Write out the data again in full, exactly as it reads.

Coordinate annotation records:
- - -

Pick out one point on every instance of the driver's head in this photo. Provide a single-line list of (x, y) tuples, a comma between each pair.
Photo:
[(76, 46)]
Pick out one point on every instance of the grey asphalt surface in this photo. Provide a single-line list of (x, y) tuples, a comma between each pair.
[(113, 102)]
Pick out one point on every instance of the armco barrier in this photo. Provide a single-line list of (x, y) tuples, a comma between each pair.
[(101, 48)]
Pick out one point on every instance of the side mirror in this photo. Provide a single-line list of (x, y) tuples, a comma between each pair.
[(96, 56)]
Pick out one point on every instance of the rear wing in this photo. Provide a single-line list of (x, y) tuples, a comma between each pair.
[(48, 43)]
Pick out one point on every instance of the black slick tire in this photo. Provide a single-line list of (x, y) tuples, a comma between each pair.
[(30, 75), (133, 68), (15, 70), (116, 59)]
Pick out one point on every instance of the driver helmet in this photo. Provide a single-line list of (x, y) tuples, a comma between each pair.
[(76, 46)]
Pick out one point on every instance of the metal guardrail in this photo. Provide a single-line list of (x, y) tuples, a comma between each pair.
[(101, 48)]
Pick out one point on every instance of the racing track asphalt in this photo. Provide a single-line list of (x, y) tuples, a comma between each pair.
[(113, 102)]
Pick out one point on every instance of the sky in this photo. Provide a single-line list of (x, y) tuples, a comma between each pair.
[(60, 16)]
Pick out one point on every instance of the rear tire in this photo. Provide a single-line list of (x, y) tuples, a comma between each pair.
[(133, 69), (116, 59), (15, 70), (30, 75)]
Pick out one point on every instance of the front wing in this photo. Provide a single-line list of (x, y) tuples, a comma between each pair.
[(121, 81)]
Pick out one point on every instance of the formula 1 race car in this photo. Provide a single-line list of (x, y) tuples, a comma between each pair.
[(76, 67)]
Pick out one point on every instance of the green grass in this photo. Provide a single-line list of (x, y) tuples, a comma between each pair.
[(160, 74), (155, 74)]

- - -

## [Output]
Pick out one point on every instance of the driver's head in this photo. Provide a single-line list of (x, y) tuples, a comma between each pair.
Photo:
[(76, 46)]
Pick out one point on every instance of the grey asphalt surface in this photo. Provide a single-line list of (x, y) tuples, a comma between each pair.
[(113, 102)]
Pick out one point on every instance of the armco barrier in this photo. Provide a single-line list of (x, y) tuples, a comma between each pair.
[(101, 48)]
Pick out one point on every instance of the side mirror in this photo. Provide a single-line list of (x, y) tuples, a comma between each pair.
[(96, 56)]
Pick out one point on every instance of the rear wing in this photo. Provide a single-line list of (x, y) tuples, a comma between each pair.
[(48, 43)]
Pick out one point on every instance of the black slick tire in this photo. Provide a single-line list of (x, y) tuples, a comma between each pair.
[(30, 75), (133, 68), (15, 70), (116, 59)]
Pick out one point on every instance of the driver helmet in this photo. Provide a single-line list of (x, y) tuples, a comma between each pair.
[(76, 46)]
Pick out one point on every instance of the metal guardrail in this photo. Provide a single-line list of (x, y) tuples, a comma between each pair.
[(101, 48)]
Pick out one point on every instance of the racing track asphalt in this photo. Provide a single-line list of (x, y) tuples, a comma between each pair.
[(113, 102)]
Pick out one point on every instance of the sky in this photo. Provide a single-line list of (x, y) tuples, a comma between each pair.
[(60, 16)]
Pick out one point on every instance of the rear tire in this photo. Provide a single-line list of (x, y) tuples, a comma between each pair.
[(133, 69), (116, 59), (15, 70), (30, 75)]
Pick out one point on every instance of the front wing in this photo. Provide a single-line list of (x, y) tuples, a comma between each pair.
[(121, 81)]
Pick out one point on every instance of the formula 1 race car in this photo. Provide a single-line list of (x, y) tuples, a comma between each pair.
[(76, 67)]
Pick out one point on every instance of the green grass in this photo. Provide a single-line list of (x, y) tuples, a comma between each pair.
[(160, 74), (155, 74)]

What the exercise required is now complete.